** Study material follows **

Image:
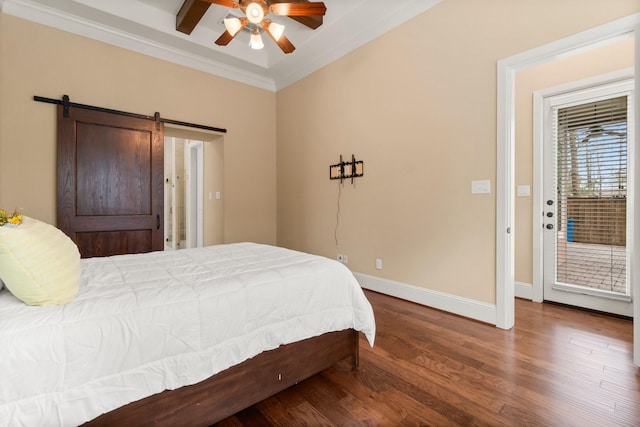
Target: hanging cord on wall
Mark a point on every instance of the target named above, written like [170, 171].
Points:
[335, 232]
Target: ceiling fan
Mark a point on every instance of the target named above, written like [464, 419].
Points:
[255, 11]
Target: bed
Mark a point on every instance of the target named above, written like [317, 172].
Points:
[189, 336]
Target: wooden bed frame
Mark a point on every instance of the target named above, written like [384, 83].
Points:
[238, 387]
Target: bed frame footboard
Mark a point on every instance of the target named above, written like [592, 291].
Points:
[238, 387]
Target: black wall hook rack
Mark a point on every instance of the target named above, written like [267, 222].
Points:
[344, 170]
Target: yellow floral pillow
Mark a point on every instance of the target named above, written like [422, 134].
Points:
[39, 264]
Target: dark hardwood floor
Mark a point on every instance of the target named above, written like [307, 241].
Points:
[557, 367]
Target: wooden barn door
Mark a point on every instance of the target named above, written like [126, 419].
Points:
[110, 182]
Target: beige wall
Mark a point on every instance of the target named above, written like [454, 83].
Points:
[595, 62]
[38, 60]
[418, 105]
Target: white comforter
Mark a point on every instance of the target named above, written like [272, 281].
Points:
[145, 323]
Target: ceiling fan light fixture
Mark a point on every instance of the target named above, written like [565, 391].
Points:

** End of Study material **

■ **To do**
Copy the data verbatim, skipping any image it holds.

■ **Answer to this task**
Image:
Target: hanging cord on wall
Mark a point on every instance of the target named above, written like [170, 171].
Points:
[335, 232]
Target: ceiling fan
Mark a point on every instance of the target named above, written like [464, 419].
Points:
[255, 11]
Target: bed
Mark a point on every instance of the target named above, written like [317, 172].
Points:
[189, 336]
Target: wooden bed frame
Mark a point on every instance of the target named above, written like [384, 83].
Points:
[238, 387]
Target: bed frame footboard
Mark a point on every instance of the target named above, written like [592, 291].
Points:
[238, 387]
Target: black wall hook rack
Mark a point on every instance of the target named above, written like [267, 222].
Points:
[344, 170]
Target: yellow floral pillow
Mark a point on every instance of the target named above, written like [422, 134].
Points:
[39, 264]
Target: dark hardwood floor
Mark a point on every instance of the target named above, written like [307, 241].
Points:
[557, 367]
Target: wooden barn door
Mark a point on every instance of the target named above, written like [126, 419].
Points:
[110, 182]
Target: beige wall
Mark a point on every instance of the target named above, written like [454, 83].
Points:
[595, 62]
[38, 60]
[418, 105]
Target: white comforter
Mark a point on every instance of the target named above, written like [272, 281].
Points:
[145, 323]
Target: ceiling fan light fixture
Mark a point on every instance of the target named above, written like [565, 391].
Points:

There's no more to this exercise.